**** MATERIAL FOR THIS EXERCISE ****

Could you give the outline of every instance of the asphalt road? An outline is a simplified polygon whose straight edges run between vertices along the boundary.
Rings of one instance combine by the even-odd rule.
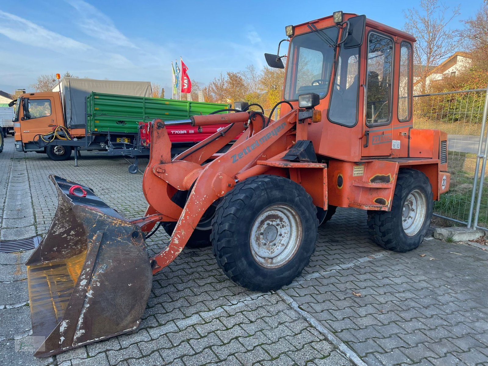
[[[479,136],[449,135],[447,136],[447,149],[476,154],[478,152],[478,144],[479,141]],[[485,148],[484,142],[483,148]]]

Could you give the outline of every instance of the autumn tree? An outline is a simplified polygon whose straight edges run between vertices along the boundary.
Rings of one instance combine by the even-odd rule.
[[[64,73],[62,78],[76,78],[79,79],[79,77],[71,75],[68,71]],[[41,75],[37,78],[37,81],[33,84],[29,85],[29,87],[34,89],[36,92],[46,92],[52,91],[53,88],[58,83],[58,80],[56,79],[56,74],[43,75]]]
[[[426,78],[430,66],[457,50],[459,39],[449,24],[460,14],[459,6],[452,9],[439,0],[421,0],[420,9],[404,12],[407,20],[404,30],[417,39],[414,63],[420,68],[422,91],[426,91]]]
[[[151,83],[151,91],[152,92],[151,96],[153,98],[160,98],[160,94],[159,93],[159,89],[161,88],[161,86],[159,86],[159,84],[157,83]]]
[[[233,103],[236,101],[244,100],[248,89],[240,73],[228,72],[225,76],[221,73],[203,91],[206,102]]]
[[[265,67],[259,75],[259,90],[262,94],[260,98],[264,108],[272,108],[282,99],[282,90],[285,80],[285,70]]]
[[[471,52],[473,65],[488,71],[488,3],[485,2],[474,18],[463,21],[460,36]]]

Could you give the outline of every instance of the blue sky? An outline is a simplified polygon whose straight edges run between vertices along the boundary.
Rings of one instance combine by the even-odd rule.
[[[183,61],[204,85],[221,72],[264,65],[285,26],[338,10],[365,14],[396,28],[412,1],[23,0],[0,6],[0,90],[29,90],[43,74],[139,80],[171,87],[171,62]],[[460,0],[444,2],[453,7]],[[453,22],[474,16],[483,0],[461,3]]]

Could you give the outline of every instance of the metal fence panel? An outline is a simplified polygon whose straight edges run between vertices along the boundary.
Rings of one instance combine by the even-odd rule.
[[[434,203],[434,213],[467,224],[472,218],[479,153],[484,147],[483,112],[487,97],[484,89],[414,96],[414,128],[447,133],[450,186]],[[481,196],[478,221],[481,226],[487,224],[488,189],[484,189]]]

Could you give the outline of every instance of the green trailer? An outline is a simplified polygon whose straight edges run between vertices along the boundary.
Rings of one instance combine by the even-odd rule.
[[[132,97],[93,92],[86,97],[88,132],[93,134],[137,134],[139,122],[155,118],[186,120],[227,108],[218,103]]]

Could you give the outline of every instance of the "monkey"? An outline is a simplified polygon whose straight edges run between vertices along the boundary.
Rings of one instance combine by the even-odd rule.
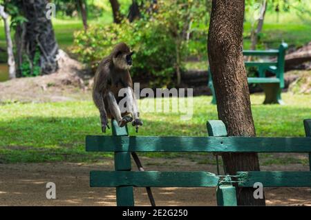
[[[110,128],[108,119],[116,120],[120,127],[132,122],[132,125],[136,127],[136,132],[139,126],[142,126],[129,72],[133,64],[133,52],[131,51],[125,43],[120,43],[114,47],[108,57],[102,59],[96,70],[93,100],[100,111],[103,132],[106,132],[106,128]],[[119,96],[121,90],[126,94],[126,110],[122,111],[119,108],[123,99]],[[131,155],[138,170],[144,171],[136,152],[132,152]],[[146,190],[151,206],[155,206],[150,187],[147,187]]]
[[[110,129],[108,119],[116,120],[120,127],[132,122],[136,132],[142,126],[129,72],[133,54],[125,43],[120,43],[102,59],[96,70],[93,99],[100,111],[103,132],[106,132],[106,128]],[[120,90],[126,94],[126,110],[122,111],[119,108],[123,99],[119,95]]]

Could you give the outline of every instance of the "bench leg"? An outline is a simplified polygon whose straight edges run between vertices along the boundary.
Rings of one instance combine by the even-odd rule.
[[[265,99],[264,104],[284,104],[281,97],[279,83],[265,83],[261,84],[265,92]]]

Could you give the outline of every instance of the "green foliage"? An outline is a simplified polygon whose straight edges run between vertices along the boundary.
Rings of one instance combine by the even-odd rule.
[[[305,136],[302,121],[310,118],[311,95],[288,92],[282,96],[286,105],[263,105],[264,95],[251,95],[258,137]],[[185,113],[141,112],[144,126],[139,135],[206,137],[207,120],[218,119],[217,107],[209,104],[211,99],[194,97],[195,107],[190,121],[180,120]],[[172,99],[163,99],[163,102]],[[138,103],[146,106],[149,101],[144,99]],[[0,104],[0,163],[102,161],[103,156],[112,154],[86,152],[84,143],[86,135],[102,135],[100,128],[98,110],[91,101]],[[135,128],[129,128],[130,135],[137,135]],[[105,134],[111,134],[111,130]],[[145,155],[188,158],[186,154],[176,153]],[[205,154],[194,160],[199,161],[206,157]]]
[[[158,1],[156,13],[142,12],[142,18],[121,24],[91,26],[75,34],[73,52],[95,70],[116,43],[124,41],[136,52],[132,73],[153,79],[151,86],[171,86],[182,71],[189,54],[205,54],[207,18],[205,1]],[[191,48],[191,49],[189,49]]]

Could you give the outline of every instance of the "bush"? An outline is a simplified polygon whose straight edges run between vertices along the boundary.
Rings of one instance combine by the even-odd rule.
[[[198,55],[198,50],[202,48],[199,45],[199,50],[194,47],[189,49],[189,46],[202,42],[206,48],[207,28],[198,28],[198,23],[202,23],[200,19],[205,19],[200,15],[206,14],[200,7],[204,1],[173,1],[176,4],[158,1],[156,13],[143,14],[140,19],[133,23],[124,21],[120,24],[91,26],[87,32],[75,32],[73,52],[95,72],[99,62],[115,44],[125,42],[135,52],[131,70],[133,76],[152,79],[149,81],[151,87],[179,84],[186,57],[190,52]],[[182,3],[185,1],[187,4]],[[194,27],[199,31],[193,33]],[[206,53],[206,50],[203,53]],[[177,80],[174,79],[175,76]]]

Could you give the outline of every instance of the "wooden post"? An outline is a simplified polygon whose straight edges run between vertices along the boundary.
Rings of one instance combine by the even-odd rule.
[[[303,120],[305,137],[311,137],[311,119]],[[309,170],[311,171],[311,153],[309,153]]]
[[[128,136],[127,126],[120,128],[115,120],[111,121],[113,136]],[[131,171],[131,152],[115,152],[115,170]],[[133,186],[120,186],[116,188],[117,206],[134,206],[134,193]]]
[[[232,185],[219,186],[217,188],[216,190],[216,198],[217,198],[217,206],[237,206],[236,188]]]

****

_DIRECTIONS:_
Repeat the entries exactly. Pictures are excluded from the copy.

_COMPLETED TASK:_
Could you give the outline of every instance of the asphalt road? An outline is a simplified polygon whose straight edges run between vertices along the boundary.
Rings of one instance combine by the even-odd rule.
[[[479,136],[449,135],[447,136],[447,149],[476,154],[478,152],[478,144],[479,141]],[[485,148],[484,142],[483,148]]]

Could you give the outline of every instance of the autumn tree? An outline is a simplified polygon whose straight edges run between vertices along the boundary.
Rings of one instance combine by the even-odd rule.
[[[64,73],[62,78],[76,78],[79,79],[79,77],[71,75],[68,71]],[[41,75],[37,78],[37,81],[33,84],[29,85],[29,87],[34,89],[36,92],[46,92],[52,91],[53,88],[58,83],[58,80],[56,79],[56,74],[43,75]]]
[[[426,78],[430,66],[457,50],[459,39],[449,24],[460,14],[459,6],[452,9],[439,0],[421,0],[420,9],[404,12],[407,20],[404,30],[417,39],[414,63],[420,68],[422,91],[426,91]]]
[[[151,83],[151,91],[152,92],[151,96],[153,98],[160,98],[160,94],[159,93],[159,89],[161,88],[161,86],[159,86],[159,84],[157,83]]]
[[[233,103],[236,101],[244,100],[248,89],[240,73],[228,72],[225,76],[221,73],[203,91],[206,102]]]
[[[265,67],[259,75],[259,90],[262,94],[260,98],[264,108],[272,108],[282,99],[282,90],[285,80],[285,70]]]
[[[471,52],[473,65],[488,71],[488,3],[485,2],[474,18],[463,21],[460,36]]]

Could you give the outline of every instance of the blue sky? An outline is a simplified polygon whose straight edges run between vertices along the boundary.
Rings of one instance combine by the even-odd rule.
[[[183,61],[204,85],[221,72],[264,65],[285,26],[338,10],[365,14],[396,28],[412,1],[23,0],[0,6],[0,90],[29,90],[43,74],[139,80],[171,87],[171,62]],[[460,0],[444,2],[453,7]],[[453,22],[474,16],[483,0],[461,3]]]

Could you give the outline of every instance of the metal fence panel? An outline is a simplified polygon whose straight edges run between vertices along the boundary.
Rings of one instance combine by the even-odd rule.
[[[434,203],[434,213],[467,224],[472,218],[479,153],[484,147],[483,112],[487,97],[484,89],[414,96],[414,128],[447,133],[450,186]],[[481,196],[478,221],[481,226],[487,224],[488,189],[484,189]]]

Could you give the outline of every instance of the green trailer? An outline is a simplified polygon whose straight edges run between vertices along the boundary.
Rings of one instance combine by the even-odd rule.
[[[132,97],[93,92],[86,97],[88,132],[93,134],[137,134],[139,122],[155,118],[186,120],[227,108],[218,103]]]

Could you give the outline of every instance of the "monkey"? An outline is a simplified polygon whose straight edges run between vertices along the boundary.
Rings of one instance combine by the even-odd rule.
[[[110,128],[108,119],[116,120],[120,127],[132,122],[132,125],[136,127],[136,132],[139,126],[142,126],[129,72],[133,64],[133,52],[131,51],[125,43],[120,43],[114,47],[108,57],[102,59],[96,70],[93,100],[100,111],[103,132],[106,132],[106,128]],[[119,96],[121,90],[126,94],[126,110],[122,111],[119,108],[123,99]],[[131,155],[138,170],[144,171],[136,152],[132,152]],[[146,190],[151,206],[155,206],[150,187],[147,187]]]
[[[110,129],[108,119],[116,120],[120,127],[132,122],[136,132],[142,126],[129,72],[133,54],[125,43],[120,43],[102,59],[96,70],[93,99],[100,111],[103,132],[106,132],[106,128]],[[120,90],[126,94],[126,110],[122,111],[119,108],[123,99],[119,95]]]

Could you give the outline of every instance of the "bench leg"? An outline is a simplified polygon whose straight edges run between vertices along the boundary.
Rings of one instance combine by the even-odd rule.
[[[265,99],[264,104],[284,104],[281,97],[279,83],[265,83],[261,84],[265,92]]]

Could you give the outline of every instance of the "green foliage"? An outline is a simplified polygon whose straight edges run between vertices along the boundary.
Rings of one instance combine by the even-odd rule.
[[[305,136],[302,121],[310,118],[311,95],[288,92],[282,96],[286,105],[263,105],[264,95],[251,95],[258,137]],[[185,113],[141,112],[144,126],[139,135],[206,137],[207,120],[218,119],[217,107],[209,104],[211,99],[194,97],[195,107],[190,121],[180,120]],[[172,99],[163,99],[163,102]],[[138,103],[146,106],[149,101],[144,99]],[[0,104],[0,163],[102,161],[103,156],[112,154],[86,152],[84,143],[86,135],[102,135],[100,128],[98,110],[91,101]],[[135,128],[129,128],[130,135],[137,135]],[[105,134],[111,134],[111,130]],[[145,155],[188,158],[186,154],[176,153]],[[205,154],[194,160],[199,161],[206,157]]]
[[[158,1],[156,13],[142,12],[142,18],[121,24],[91,26],[75,34],[73,52],[95,70],[116,43],[124,41],[136,52],[132,73],[153,79],[151,86],[171,86],[182,71],[189,54],[205,54],[207,18],[205,1]],[[191,48],[191,49],[189,49]]]

Could you give the outline of every instance of the "bush"? An outline is a simplified polygon whose straight edges run between vertices along the boundary.
Rings of one instance combine by the even-odd rule.
[[[198,55],[198,50],[202,48],[199,45],[199,50],[194,47],[189,49],[189,46],[202,42],[206,48],[207,28],[198,28],[198,23],[202,23],[200,19],[205,19],[200,15],[206,14],[200,7],[204,1],[173,1],[176,4],[158,1],[156,13],[143,14],[140,19],[133,23],[124,21],[120,24],[91,26],[87,32],[75,32],[73,52],[95,72],[99,62],[115,44],[125,42],[135,52],[131,70],[133,76],[152,79],[149,81],[151,87],[179,84],[186,57],[190,52]],[[182,3],[185,1],[187,4]],[[194,27],[199,31],[193,33]],[[206,53],[206,50],[203,53]],[[177,80],[174,79],[175,76]]]

Could you give the outline of every instance of the "wooden post"? An outline is a simplified polygon whose straight edges run between vertices along the boundary.
Rings of one instance combine by the even-odd rule.
[[[303,120],[305,137],[311,137],[311,119]],[[309,170],[311,171],[311,153],[309,153]]]
[[[128,136],[127,126],[120,128],[115,120],[111,121],[113,136]],[[131,171],[131,152],[115,152],[115,170]],[[133,186],[120,186],[116,188],[117,206],[134,206],[134,193]]]
[[[232,185],[219,186],[217,188],[216,190],[216,198],[217,198],[217,206],[237,206],[236,188]]]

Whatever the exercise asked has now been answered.